◆ **Saved entries**
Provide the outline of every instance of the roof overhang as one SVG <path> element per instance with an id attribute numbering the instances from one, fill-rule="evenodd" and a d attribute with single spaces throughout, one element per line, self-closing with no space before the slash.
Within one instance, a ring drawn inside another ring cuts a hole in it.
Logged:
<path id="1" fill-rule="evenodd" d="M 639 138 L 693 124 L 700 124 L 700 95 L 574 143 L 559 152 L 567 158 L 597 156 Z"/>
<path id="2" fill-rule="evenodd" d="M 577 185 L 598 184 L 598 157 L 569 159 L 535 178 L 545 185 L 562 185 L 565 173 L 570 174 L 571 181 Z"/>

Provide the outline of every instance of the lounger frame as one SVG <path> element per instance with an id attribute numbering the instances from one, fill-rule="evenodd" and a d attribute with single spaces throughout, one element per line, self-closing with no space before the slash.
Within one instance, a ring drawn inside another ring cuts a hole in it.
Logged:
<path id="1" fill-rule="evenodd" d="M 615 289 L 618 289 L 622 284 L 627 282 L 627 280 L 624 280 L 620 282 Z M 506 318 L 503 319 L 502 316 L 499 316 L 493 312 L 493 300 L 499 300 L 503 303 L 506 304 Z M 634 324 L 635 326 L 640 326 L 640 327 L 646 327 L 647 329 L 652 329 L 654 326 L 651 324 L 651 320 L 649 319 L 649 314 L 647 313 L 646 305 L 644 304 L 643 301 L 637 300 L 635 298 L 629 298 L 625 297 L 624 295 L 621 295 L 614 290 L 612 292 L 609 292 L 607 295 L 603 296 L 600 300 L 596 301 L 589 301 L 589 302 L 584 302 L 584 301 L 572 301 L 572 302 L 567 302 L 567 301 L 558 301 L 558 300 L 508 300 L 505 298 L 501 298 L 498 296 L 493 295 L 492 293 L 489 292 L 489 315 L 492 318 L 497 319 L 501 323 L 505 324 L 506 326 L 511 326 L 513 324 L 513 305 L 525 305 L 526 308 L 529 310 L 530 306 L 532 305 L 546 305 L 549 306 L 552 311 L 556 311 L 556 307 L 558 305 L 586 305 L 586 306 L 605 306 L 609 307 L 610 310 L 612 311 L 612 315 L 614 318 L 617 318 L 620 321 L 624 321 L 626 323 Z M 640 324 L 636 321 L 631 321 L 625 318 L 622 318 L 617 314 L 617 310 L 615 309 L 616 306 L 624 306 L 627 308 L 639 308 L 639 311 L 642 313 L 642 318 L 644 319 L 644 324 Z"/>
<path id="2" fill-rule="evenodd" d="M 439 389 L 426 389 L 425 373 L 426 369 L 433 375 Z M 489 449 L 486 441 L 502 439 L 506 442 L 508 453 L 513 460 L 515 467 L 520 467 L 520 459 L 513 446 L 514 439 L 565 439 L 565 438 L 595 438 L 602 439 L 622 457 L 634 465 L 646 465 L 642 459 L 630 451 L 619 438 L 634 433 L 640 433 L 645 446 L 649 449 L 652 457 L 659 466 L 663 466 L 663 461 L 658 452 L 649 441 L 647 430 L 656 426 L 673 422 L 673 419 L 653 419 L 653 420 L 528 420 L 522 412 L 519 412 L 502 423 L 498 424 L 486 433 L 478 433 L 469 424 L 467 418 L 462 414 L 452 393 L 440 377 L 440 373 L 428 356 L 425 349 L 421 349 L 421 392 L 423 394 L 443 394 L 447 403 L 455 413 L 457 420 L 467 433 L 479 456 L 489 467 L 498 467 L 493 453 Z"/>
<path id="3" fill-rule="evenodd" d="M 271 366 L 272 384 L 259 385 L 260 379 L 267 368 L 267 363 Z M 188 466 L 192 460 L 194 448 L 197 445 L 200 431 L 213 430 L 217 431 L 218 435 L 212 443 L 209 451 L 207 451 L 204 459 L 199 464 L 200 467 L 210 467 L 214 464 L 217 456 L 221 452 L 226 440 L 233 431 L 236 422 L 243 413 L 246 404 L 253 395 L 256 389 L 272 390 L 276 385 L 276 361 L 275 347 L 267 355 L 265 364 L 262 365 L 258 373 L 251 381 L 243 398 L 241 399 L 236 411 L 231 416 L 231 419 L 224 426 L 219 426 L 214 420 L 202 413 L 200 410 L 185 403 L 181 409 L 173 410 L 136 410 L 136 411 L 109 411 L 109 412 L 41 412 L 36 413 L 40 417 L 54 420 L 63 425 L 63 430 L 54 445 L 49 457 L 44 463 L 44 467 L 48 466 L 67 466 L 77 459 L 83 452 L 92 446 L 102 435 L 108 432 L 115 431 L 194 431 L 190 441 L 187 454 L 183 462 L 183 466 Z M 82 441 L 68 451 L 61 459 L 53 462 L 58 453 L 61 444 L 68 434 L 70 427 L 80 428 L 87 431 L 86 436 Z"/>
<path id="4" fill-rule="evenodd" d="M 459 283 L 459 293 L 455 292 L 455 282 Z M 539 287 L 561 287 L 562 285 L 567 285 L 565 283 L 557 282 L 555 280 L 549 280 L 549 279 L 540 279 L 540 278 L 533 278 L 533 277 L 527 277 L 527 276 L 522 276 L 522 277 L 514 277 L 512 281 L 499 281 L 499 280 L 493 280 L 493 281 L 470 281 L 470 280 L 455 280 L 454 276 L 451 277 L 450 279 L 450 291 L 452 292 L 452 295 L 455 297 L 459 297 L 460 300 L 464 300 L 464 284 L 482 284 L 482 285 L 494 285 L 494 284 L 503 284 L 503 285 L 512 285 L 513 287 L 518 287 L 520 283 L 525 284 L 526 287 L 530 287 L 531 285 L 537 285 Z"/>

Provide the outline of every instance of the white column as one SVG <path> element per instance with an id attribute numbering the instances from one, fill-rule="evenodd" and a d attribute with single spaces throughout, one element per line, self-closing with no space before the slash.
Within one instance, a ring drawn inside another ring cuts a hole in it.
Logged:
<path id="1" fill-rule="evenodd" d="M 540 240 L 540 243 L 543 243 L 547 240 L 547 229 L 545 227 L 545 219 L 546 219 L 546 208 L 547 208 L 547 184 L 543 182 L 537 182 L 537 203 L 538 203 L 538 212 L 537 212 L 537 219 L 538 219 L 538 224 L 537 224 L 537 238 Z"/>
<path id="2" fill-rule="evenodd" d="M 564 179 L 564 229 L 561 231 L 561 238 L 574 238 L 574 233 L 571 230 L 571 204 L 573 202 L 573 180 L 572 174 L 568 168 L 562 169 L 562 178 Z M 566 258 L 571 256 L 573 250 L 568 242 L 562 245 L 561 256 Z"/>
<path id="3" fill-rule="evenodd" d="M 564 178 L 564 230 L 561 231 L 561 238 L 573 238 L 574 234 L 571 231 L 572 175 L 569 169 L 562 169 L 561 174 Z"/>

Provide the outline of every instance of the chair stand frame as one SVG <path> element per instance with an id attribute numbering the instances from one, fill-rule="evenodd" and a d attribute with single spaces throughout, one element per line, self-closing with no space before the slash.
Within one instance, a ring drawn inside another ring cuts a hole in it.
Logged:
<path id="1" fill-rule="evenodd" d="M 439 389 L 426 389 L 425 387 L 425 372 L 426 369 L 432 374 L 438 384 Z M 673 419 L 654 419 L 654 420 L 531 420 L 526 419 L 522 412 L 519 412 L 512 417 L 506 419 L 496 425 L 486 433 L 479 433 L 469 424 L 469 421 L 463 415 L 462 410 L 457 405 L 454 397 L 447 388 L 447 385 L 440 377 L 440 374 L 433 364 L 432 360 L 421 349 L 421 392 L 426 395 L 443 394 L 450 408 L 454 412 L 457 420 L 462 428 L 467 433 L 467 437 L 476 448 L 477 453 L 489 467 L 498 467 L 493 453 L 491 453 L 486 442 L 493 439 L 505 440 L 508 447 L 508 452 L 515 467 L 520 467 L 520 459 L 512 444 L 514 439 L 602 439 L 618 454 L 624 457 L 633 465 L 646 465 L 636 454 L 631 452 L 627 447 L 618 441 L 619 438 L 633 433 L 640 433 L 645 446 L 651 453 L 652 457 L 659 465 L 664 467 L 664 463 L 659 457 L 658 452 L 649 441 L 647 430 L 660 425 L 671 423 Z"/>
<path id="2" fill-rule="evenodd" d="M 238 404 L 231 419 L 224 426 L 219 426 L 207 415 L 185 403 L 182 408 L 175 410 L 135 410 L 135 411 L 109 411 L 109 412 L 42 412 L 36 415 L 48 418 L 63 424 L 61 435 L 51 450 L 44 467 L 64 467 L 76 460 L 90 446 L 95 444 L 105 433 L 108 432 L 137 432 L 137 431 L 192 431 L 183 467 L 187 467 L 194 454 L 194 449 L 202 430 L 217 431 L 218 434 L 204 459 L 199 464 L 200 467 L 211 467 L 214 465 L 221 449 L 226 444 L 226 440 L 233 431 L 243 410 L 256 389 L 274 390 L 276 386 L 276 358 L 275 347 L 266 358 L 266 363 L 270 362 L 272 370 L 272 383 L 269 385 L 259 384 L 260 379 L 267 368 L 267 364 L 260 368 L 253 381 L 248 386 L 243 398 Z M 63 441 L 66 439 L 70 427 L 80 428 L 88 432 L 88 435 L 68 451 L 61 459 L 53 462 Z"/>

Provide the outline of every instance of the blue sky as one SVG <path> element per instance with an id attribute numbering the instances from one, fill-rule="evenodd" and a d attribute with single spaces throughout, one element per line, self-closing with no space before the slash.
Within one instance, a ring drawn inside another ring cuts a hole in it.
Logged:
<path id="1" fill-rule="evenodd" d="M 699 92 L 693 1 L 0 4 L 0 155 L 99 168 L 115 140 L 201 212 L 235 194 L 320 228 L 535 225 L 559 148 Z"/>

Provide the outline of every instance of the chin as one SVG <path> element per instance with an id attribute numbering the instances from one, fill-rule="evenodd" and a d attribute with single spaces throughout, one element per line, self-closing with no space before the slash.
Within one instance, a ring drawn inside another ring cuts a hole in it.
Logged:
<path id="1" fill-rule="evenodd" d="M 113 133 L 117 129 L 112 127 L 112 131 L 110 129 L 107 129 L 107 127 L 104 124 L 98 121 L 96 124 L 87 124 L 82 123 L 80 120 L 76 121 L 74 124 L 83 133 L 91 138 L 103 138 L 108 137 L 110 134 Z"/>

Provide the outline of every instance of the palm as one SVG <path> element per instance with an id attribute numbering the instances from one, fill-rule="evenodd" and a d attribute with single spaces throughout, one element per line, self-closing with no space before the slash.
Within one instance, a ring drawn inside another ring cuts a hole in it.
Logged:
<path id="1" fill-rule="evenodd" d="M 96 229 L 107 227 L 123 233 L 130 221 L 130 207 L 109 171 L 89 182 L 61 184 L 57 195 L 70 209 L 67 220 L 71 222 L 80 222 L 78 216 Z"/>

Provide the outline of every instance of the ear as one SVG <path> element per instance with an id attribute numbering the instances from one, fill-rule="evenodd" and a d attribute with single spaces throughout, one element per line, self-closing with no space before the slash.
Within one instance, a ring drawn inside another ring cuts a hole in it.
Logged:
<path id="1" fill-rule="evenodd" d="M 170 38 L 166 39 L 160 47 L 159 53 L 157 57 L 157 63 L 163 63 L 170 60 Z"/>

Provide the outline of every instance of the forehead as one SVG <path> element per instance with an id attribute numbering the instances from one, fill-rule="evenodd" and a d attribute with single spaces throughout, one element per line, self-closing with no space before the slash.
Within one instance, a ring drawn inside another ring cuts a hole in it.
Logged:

◆ **Description of the task**
Exact repetition is required for the lines from the one that contains "Provide the outline of every instance of the forehead" through the final line; leave out everything else.

◆ **Result for this exercise**
Provide the outline of every instance of the forehead as one SVG <path> element per instance with an id attribute numbering the instances from one, fill-rule="evenodd" and a d attribute with single spaces throughout, one element per line, self-closing with no space before the slash.
Within one instance, a ring drawn inside another ring cuts a hole in it.
Logged:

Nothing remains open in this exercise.